■ Exercise aim: In the records below, find the line containing "Could you please put a dot on the woman's wrist"; restate it and every later line word for word, through the last.

■ Task material:
*** Begin section ***
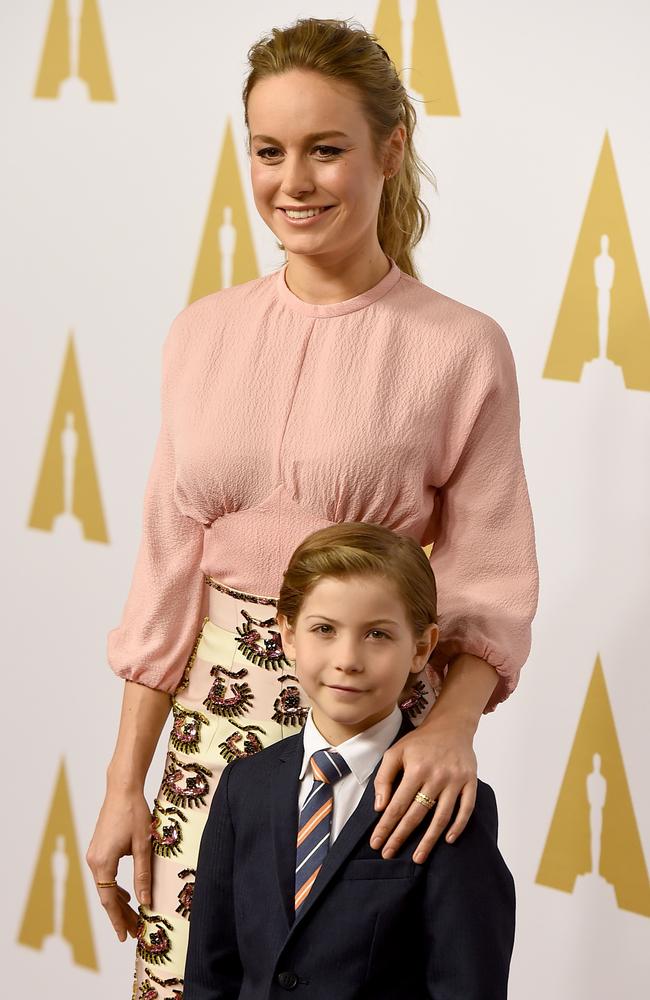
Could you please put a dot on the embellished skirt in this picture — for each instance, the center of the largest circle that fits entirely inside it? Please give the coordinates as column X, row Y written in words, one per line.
column 237, row 696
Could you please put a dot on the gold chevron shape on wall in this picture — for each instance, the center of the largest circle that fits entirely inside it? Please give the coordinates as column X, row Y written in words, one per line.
column 593, row 848
column 419, row 51
column 67, row 500
column 227, row 254
column 74, row 54
column 603, row 311
column 56, row 918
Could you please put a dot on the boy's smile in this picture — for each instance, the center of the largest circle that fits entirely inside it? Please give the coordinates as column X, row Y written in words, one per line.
column 354, row 650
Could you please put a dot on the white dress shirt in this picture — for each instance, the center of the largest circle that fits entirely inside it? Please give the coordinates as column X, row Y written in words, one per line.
column 361, row 753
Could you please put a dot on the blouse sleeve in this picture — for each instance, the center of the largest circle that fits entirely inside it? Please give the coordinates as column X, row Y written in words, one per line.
column 483, row 553
column 166, row 599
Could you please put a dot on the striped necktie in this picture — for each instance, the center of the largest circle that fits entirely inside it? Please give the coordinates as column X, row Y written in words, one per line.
column 315, row 822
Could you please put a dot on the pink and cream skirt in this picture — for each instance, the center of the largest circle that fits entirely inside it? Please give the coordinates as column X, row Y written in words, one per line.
column 237, row 695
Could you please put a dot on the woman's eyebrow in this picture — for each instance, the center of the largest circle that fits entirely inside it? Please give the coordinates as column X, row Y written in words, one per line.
column 311, row 137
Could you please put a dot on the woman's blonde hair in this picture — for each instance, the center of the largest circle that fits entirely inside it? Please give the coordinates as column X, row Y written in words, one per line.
column 342, row 52
column 354, row 548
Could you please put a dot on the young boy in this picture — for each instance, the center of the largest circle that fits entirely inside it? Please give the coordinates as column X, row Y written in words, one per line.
column 289, row 895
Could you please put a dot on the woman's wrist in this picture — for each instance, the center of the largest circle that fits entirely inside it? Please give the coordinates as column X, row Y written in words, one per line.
column 465, row 692
column 122, row 778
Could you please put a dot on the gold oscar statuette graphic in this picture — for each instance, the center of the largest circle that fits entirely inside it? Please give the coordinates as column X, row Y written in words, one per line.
column 226, row 255
column 56, row 918
column 603, row 327
column 411, row 32
column 74, row 62
column 593, row 848
column 67, row 501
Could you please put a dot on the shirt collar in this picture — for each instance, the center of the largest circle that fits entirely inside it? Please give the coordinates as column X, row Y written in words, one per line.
column 361, row 752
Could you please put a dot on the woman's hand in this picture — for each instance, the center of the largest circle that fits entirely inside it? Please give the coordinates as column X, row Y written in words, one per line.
*** End section ***
■ Answer to this task:
Could you please put a dot on the woman's wrist in this picture — for each instance, the center of the largest circle that fits entirely inside it? Please give the coordinates as column X, row Y written in words, one per line.
column 465, row 692
column 122, row 778
Could you please put a dot on the gold oscar statuette graphic in this picture — for each instance, the center of the largest circle that fits entirely inside it? Please give the coordinates as column X, row Y written in words, one per line.
column 226, row 255
column 56, row 918
column 603, row 327
column 411, row 32
column 74, row 62
column 593, row 848
column 67, row 501
Could you please put a dot on the shirt collar in this picture — for each instance, the center of the largest circle that fits entirely inside it? Please give the coordinates as column X, row Y written in words, one per line.
column 361, row 752
Could you please put a dot on the woman's hand in this picture — for each instance, the center of the largest circle that fits entirely inside it? Please give the coordinates as column X, row Y written in words, one per line.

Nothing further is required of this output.